EXERCISE BRIEF:
Extract every line of the material below that contains the string "tower". Matching is case-sensitive.

** begin ENTRIES SHOWN **

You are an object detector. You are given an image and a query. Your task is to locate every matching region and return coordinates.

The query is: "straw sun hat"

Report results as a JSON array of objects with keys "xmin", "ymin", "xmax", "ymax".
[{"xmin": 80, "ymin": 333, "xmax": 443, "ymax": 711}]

** end ENTRIES SHOWN **
** begin ENTRIES SHOWN **

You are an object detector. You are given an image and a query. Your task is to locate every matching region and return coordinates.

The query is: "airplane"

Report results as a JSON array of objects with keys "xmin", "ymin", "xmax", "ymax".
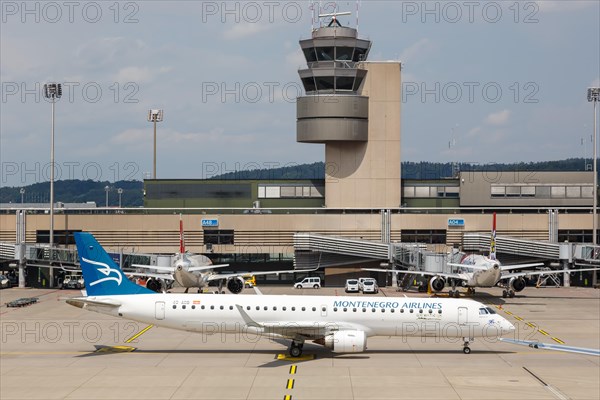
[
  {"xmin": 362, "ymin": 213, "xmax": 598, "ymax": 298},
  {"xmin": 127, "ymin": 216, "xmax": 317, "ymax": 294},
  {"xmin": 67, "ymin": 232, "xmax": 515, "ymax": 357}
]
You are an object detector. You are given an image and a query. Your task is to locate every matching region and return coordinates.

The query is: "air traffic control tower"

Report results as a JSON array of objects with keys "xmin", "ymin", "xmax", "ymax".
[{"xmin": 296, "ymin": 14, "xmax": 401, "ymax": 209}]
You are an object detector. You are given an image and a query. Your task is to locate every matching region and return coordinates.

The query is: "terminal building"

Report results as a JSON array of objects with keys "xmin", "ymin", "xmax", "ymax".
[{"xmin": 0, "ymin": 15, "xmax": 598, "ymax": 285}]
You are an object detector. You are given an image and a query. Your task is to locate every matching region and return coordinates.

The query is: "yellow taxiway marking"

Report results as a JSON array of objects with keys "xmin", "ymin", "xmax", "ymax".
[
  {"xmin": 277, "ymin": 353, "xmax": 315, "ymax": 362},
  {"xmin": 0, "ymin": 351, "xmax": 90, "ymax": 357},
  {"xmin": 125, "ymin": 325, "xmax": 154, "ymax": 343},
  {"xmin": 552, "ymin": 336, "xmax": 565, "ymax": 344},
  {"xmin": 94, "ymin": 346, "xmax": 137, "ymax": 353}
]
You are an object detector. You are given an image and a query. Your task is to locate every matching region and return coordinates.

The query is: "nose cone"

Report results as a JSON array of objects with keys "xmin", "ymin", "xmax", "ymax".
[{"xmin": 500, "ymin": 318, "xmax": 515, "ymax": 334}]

** end ENTRIES SHOWN **
** begin ENTRIES SHOWN **

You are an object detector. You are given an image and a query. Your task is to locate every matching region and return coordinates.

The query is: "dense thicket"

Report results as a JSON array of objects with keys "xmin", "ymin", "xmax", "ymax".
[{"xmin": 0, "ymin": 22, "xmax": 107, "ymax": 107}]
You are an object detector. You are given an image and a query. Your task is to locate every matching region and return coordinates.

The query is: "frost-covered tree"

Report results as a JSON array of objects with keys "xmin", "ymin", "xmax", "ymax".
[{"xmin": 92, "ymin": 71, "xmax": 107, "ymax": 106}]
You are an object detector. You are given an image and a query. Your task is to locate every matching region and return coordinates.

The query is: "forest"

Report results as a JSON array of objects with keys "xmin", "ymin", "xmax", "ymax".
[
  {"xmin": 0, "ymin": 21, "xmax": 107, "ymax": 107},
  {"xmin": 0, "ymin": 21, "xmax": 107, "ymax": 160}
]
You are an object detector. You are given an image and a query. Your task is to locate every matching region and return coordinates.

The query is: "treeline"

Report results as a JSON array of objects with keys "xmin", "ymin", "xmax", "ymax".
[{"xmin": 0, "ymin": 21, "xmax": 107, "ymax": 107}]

** end ENTRIES SHOWN **

EXERCISE RESPONSE:
The query is: "air traffic control tower"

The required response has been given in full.